How to deal with subjects who cannot receive the treatment in an experiment? Imagine an experiment where you are trying to establish that cell phone users who receive a a local offer tend to spend more. How do you deal with those in the test group that cannot receive the treatment (say, there are no local offers when they're using their phone)?  
For that matter, the same type of users might exist in the control group. How do you deal with subjects that cannot receive the treatment even if you wanted to give them treatment, but you only find this out after you've assigned them to control or test group? 
 A: If it isn't possible for the treatment to actually be applied, prima facie it makes less sense to include those data in the analysis.  This suggests you should just throw them out as outliers—i.e., data that come from a data generating process other than what you are studying.  However, I would argue that it's best to keep them.  I would use one or both of the following approaches:  


*

*Mark those who could not receive the treatment with an indicator variable, whether they were actually in the intervention group or not.  Then fit a model with treatment.group, not.treatable and the interaction, treatment.group X not.treatable, all included.  You can test the interaction, and the simple effect of being in the treatment group when it could possibly be applied.  If you use reference level coding and make those who could not receive the treatment the reference level of the not.treatable factor, what the model will display as the 'main effect' of treatment.group will actually be the simple effect of interest.

▶ **Exercise 1**
In the forum thread about untreatable experimental subjects, what does the answer say to use to mark those who could not receive the treatment?
▶ **Exercise 2**
Extend the forum thread about untreatable experimental subjects, beginning after its final sentence.

(Stored data)
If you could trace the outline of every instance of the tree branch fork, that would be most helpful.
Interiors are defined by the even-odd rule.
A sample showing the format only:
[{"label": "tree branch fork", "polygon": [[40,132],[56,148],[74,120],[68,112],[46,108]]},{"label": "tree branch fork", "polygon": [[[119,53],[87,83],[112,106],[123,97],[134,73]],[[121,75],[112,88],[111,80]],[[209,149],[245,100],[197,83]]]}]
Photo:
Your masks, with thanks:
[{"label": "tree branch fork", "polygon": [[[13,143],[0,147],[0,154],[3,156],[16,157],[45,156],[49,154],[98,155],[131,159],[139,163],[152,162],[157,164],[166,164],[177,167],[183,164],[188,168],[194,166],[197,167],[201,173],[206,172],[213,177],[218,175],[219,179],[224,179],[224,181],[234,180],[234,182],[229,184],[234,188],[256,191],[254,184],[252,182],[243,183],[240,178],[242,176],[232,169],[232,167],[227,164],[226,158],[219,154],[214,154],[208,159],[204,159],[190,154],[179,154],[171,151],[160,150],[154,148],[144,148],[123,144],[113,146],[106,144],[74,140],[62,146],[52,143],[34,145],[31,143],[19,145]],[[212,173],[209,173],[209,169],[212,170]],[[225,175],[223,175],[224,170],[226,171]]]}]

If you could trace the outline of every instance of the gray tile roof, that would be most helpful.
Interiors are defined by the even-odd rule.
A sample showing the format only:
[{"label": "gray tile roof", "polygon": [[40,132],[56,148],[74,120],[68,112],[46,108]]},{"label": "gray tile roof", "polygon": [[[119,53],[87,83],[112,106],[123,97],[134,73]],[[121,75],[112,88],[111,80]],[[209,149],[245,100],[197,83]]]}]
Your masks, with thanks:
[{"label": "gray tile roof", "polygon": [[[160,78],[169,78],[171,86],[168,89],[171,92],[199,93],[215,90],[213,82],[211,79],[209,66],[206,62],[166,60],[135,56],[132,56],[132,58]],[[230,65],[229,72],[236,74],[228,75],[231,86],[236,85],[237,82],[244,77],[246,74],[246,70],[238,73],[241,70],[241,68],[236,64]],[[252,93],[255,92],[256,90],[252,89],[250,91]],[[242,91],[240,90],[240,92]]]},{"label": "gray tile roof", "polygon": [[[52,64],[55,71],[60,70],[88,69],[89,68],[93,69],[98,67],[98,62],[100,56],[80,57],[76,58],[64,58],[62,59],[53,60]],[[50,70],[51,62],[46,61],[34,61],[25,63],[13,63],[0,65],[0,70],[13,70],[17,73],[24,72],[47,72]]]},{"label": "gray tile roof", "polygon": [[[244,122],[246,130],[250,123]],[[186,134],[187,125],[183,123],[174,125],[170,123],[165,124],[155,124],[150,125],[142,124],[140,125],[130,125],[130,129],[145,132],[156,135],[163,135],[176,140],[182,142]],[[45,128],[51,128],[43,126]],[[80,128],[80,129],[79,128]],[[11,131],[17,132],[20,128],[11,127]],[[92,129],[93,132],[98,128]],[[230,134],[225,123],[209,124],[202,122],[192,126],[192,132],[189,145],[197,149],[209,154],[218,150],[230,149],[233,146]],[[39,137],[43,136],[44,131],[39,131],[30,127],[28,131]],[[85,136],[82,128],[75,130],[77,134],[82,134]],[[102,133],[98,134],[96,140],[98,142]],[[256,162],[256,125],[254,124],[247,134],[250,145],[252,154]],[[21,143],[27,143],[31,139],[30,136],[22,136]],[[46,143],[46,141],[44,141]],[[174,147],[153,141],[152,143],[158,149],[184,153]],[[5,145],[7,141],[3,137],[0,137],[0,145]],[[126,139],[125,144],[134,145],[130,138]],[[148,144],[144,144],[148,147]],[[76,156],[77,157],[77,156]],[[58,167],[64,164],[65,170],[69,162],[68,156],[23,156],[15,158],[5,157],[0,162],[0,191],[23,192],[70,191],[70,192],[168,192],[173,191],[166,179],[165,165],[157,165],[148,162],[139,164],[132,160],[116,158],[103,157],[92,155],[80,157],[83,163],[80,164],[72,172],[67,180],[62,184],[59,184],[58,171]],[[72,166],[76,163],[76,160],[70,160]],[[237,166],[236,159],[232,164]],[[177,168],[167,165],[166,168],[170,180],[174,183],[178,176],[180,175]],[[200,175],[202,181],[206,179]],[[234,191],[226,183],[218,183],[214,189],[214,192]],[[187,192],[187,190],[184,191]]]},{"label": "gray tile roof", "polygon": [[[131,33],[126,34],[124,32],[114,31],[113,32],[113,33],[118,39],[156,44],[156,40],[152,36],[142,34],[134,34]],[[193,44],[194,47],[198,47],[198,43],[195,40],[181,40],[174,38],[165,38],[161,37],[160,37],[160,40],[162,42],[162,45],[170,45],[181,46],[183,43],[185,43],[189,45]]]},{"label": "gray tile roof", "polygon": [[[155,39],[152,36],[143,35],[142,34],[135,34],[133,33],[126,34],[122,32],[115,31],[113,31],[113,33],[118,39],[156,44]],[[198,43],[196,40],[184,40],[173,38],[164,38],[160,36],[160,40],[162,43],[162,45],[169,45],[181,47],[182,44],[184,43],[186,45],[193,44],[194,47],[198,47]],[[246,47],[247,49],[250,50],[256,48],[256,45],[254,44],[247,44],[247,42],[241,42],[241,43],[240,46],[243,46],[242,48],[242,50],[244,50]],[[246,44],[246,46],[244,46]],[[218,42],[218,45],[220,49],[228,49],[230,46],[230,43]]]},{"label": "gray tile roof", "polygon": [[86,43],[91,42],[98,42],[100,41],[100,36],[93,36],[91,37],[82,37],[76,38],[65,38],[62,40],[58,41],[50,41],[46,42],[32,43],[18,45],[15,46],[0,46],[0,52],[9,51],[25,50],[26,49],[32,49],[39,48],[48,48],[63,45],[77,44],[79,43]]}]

▶ **Exercise response 1**
An indicator variable, whether or not they were actually in the intervention group.

▶ **Exercise response 2**
*Ignore the fact that some people will not be able to get the treatment and simply test treatment.group (e.g., with a $t$-test).  This is a test of the marginal association of being assigned to the treatment with the response.  You could also just estimate the means of the treatment groups (again without taking whether people can get the treatment into account) and the standardized mean difference.  


Number 2 may seem like an odd suggestion.  In fact, you may not end up using it, but it's worth considering.  There is a concept in biomedical sciences / epidemiology called "efficacy vs. effectiveness" (see also this CV thread: What is the difference between effectiveness and efficacy in determining the benefit of therapy 'A' on condition 'B'?).  The idea is that an intervention has a possible pure effect which can be measured under ideal conditions, but which is likely to have a lesser effect in practice when conditions are not ideal, and that it would be worth knowing what both of those magnitudes are.  In your case, 1 lets you test your treatment effect and tells you its 'true' (in some sense) magnitude, but 2 tells you how well to expect it to work in the future, since evidently you won't know in advance if the treatment can actually be applied when you try it.